WRITTEN PROBLEM A ▸ Copy the dated blog entries on CNN and the saints word for word, starting at "Today CNN columnist" and ending at "the Circus Maximus.".
WRITTEN PROBLEM B ▸ Pick up the dated blog entries on CNN and the saints after their last sentence and keep writing in the same voice.

SELECTED PASSAGE ▸
## start

21 December 2007

CNN's Roland Martin on Christmas

I remember referring to CNN as the Clinton News Network (or, at times, even the Concocted News Network) back in the 1990's, but of late, CNN has been showing a marked conservative swing with the likes of Glen Beck, Nancy Grace, Lou Dobbs, and others sounding off - and at times making even George W. Bush look positively liberal.

Today CNN columnist Roland Martin put up an outstanding post on Christmas that I hope all of you will take a moment to read.

20 December 2007

Saint Ignatius of Antioch

Today the Church commemorates Saint Ignatius of Antioch. Born in Syria, Ignatius converted to Christianity and eventually became the bishop of Antioch. In the year 107, Emperor Trajan visited Antioch and forced the Christians there to choose between death and apostasy. Ignatius would not deny Christ and thus was condemned to be put to death in Rome. During his journey to Rome, he wrote several letters to the various Christian Churches, exhorting them to faithfulness in Christ and teaching them the truths of the faith. Ignatius was martyred by lions in the Circus Maximus.

17 December 2007

Saint Olympias of Constantinople, Deaconess

The early Church showed great concern for widows. St. Paul recommended that they not remarry, especially if they were older women. The local churches took care of unprovided widows, and set for them the special role of praying for the needs of the whole People of God. By the fourth century, at least in the East, some widows were given a more official role in the Church, being consecrated as deaconesses. Deaconesses frequently lived together.

## end

SUPPLIED INFORMATION ▸
## start

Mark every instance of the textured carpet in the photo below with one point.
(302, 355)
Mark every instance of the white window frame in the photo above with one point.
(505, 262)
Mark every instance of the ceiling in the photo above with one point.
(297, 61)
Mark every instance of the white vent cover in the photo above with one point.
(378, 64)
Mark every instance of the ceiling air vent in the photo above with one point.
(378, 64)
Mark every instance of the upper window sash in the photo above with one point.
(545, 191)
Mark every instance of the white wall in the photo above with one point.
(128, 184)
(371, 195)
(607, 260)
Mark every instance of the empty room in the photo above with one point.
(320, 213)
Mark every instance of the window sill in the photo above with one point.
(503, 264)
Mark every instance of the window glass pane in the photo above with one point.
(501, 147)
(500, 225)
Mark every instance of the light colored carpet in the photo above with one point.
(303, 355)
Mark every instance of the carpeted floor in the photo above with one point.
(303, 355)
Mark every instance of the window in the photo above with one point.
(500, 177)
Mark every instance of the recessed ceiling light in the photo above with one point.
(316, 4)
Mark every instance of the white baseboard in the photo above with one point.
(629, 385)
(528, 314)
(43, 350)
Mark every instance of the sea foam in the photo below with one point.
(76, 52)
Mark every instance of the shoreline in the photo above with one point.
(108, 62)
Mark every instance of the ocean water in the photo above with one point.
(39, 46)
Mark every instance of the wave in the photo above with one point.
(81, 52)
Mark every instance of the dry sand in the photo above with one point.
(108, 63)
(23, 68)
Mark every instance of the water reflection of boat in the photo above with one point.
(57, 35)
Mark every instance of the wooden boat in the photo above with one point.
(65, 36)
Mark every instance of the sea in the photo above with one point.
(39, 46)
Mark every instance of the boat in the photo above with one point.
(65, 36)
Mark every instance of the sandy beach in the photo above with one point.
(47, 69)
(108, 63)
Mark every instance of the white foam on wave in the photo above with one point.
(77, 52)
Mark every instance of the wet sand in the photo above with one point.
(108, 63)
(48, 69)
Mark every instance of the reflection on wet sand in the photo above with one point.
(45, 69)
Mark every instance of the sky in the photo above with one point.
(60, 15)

## end
## start

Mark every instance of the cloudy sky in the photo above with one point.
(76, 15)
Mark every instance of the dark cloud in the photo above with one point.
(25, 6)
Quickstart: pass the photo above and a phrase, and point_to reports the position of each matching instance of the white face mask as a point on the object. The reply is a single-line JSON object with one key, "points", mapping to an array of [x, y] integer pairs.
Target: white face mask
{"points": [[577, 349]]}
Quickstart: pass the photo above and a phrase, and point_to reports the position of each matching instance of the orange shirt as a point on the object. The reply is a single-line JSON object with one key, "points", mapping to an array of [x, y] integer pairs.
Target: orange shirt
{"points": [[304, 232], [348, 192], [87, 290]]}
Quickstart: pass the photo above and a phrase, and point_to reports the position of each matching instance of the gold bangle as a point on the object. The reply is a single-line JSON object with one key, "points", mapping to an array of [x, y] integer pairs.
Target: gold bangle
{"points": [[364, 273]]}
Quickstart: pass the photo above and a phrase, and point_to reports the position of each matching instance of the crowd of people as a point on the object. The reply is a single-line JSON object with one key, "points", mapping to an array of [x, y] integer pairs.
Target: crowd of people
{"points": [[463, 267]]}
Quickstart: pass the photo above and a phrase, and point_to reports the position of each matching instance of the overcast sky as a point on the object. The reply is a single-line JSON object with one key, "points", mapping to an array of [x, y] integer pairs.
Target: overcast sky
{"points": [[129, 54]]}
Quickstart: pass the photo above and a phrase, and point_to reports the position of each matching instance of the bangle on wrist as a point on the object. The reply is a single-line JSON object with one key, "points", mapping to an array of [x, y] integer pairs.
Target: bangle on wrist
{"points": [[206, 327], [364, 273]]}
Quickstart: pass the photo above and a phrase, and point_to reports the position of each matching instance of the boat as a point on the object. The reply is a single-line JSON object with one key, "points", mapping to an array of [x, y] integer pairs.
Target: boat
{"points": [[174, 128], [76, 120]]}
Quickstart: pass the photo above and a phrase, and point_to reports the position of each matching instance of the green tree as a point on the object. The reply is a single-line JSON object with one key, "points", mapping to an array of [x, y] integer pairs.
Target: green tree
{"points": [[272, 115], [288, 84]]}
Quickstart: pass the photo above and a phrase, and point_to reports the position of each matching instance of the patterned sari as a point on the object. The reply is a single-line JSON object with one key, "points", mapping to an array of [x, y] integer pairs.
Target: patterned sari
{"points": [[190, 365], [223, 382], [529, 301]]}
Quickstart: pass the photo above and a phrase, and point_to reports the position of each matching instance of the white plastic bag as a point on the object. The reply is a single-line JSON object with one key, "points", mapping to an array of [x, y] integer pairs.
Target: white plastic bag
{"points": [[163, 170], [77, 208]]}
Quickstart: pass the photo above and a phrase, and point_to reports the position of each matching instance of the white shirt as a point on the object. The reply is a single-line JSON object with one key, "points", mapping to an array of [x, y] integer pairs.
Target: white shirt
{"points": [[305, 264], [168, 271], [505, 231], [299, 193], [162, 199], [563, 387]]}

## end
## start

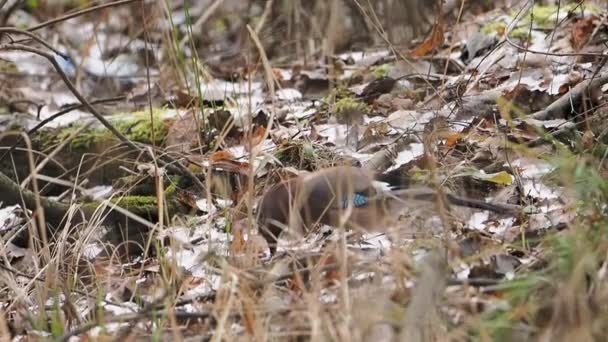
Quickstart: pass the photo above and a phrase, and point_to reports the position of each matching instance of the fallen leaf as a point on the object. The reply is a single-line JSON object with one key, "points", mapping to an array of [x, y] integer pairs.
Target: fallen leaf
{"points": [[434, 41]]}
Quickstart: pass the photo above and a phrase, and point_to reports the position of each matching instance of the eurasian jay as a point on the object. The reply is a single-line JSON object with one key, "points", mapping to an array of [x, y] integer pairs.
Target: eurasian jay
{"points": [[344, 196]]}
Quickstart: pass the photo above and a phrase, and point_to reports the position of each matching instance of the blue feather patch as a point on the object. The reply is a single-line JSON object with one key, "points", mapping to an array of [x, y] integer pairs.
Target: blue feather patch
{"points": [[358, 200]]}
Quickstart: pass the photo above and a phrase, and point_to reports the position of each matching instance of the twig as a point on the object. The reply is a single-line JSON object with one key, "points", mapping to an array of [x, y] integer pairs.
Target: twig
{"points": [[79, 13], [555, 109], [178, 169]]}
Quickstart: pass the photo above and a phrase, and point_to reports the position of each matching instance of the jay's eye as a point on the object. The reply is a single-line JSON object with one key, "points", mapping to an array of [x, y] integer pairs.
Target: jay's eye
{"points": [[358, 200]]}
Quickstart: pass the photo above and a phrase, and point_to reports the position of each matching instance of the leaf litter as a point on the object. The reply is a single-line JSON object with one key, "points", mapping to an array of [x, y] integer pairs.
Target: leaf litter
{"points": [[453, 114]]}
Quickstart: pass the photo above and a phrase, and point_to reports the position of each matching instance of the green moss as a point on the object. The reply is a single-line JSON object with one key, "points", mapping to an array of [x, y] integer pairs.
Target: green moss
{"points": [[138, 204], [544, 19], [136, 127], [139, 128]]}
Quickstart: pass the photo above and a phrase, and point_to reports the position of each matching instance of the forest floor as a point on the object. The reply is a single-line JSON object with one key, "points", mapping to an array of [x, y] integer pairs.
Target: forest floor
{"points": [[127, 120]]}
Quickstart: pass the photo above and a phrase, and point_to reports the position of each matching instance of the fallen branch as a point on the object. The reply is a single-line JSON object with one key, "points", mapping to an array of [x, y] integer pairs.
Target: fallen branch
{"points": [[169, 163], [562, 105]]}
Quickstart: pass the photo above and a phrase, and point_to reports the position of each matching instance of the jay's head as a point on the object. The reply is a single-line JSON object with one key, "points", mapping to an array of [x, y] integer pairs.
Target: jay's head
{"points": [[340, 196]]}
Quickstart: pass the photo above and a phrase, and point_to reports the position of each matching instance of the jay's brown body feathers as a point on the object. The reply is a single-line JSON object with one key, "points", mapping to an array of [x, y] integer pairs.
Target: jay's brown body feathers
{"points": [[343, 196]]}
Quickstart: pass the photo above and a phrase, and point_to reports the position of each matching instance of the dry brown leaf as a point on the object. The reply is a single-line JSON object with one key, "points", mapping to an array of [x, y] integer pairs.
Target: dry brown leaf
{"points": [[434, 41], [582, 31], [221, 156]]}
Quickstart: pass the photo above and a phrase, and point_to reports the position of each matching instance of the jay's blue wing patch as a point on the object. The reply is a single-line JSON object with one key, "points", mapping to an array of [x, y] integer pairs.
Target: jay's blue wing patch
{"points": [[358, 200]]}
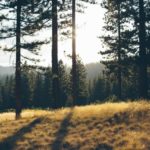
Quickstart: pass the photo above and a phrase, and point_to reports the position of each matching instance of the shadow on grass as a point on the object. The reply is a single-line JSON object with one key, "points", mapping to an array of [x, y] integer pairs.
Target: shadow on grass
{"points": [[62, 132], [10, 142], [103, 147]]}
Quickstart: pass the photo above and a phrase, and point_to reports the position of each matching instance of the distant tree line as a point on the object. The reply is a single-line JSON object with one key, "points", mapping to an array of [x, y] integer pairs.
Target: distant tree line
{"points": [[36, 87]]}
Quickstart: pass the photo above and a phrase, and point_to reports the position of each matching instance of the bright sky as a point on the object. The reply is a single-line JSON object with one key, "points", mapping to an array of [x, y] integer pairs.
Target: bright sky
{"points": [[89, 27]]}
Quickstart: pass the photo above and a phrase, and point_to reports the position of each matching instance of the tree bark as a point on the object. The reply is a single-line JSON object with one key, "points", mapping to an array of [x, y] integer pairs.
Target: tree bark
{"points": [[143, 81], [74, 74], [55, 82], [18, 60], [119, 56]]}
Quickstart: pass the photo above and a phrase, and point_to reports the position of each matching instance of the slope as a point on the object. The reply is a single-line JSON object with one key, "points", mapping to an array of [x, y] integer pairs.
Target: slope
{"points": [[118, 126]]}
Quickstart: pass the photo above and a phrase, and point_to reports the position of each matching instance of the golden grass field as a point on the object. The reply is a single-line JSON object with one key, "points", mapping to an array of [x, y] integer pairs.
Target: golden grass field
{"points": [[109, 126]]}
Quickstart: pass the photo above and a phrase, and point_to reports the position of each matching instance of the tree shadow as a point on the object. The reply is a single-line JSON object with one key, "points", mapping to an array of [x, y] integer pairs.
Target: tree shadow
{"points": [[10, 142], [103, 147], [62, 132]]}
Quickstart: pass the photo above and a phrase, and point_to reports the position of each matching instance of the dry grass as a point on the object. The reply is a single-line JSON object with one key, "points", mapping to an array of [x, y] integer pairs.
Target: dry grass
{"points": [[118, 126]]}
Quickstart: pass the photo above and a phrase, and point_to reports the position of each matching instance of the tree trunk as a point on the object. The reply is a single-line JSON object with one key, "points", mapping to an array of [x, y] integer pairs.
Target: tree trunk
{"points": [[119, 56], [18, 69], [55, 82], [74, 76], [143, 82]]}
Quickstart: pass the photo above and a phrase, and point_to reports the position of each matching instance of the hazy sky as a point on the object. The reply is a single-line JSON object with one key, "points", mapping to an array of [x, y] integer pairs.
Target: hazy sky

## end

WRITTEN RESPONSE A ▸
Today CNN columnist Roland Martin put up an outstanding post on Christmas that I hope all of you will take a moment to read.

20 December 2007

Saint Ignatius of Antioch

Today the Church commemorates Saint Ignatius of Antioch. Born in Syria, Ignatius converted to Christianity and eventually became the bishop of Antioch. In the year 107, Emperor Trajan visited Antioch and forced the Christians there to choose between death and apostasy. Ignatius would not deny Christ and thus was condemned to be put to death in Rome. During his journey to Rome, he wrote several letters to the various Christian Churches, exhorting them to faithfulness in Christ and teaching them the truths of the faith. Ignatius was martyred by lions in the Circus Maximus.

WRITTEN RESPONSE B ▸
Olympias of Constantinople, born about 361, came to be considered a model of widows and deaconesses. Orphaned, but an heiress through her father, she married Nebridius, prefect of Constantinople. The marriage was good, but Nebridius died before very long; and Olympias, though perhaps not yet twenty years old, was left a widow. Naturally, a number of suitors were interested in marrying such a wealthy young woman. In fact, Emperor Theodosius pressed her to accept a kinsman of his own. However, Olympias declared to one and all that she intended not to remarry: "Had God wished me to remain a wife," she said, "He would not have taken Nebridius away." Theodosius was angry about this, and put her and her property under the guardianship of the city prefect until she was thirty. The widow then wrote to Theodosius suggesting that he go farther, and distribute her estate to the Church and the poor! That frank letter struck Theodosius. He saw that he was dealing with no ordinary young widow, but with a strongly spiritual character. So in 361 he restored her property to her.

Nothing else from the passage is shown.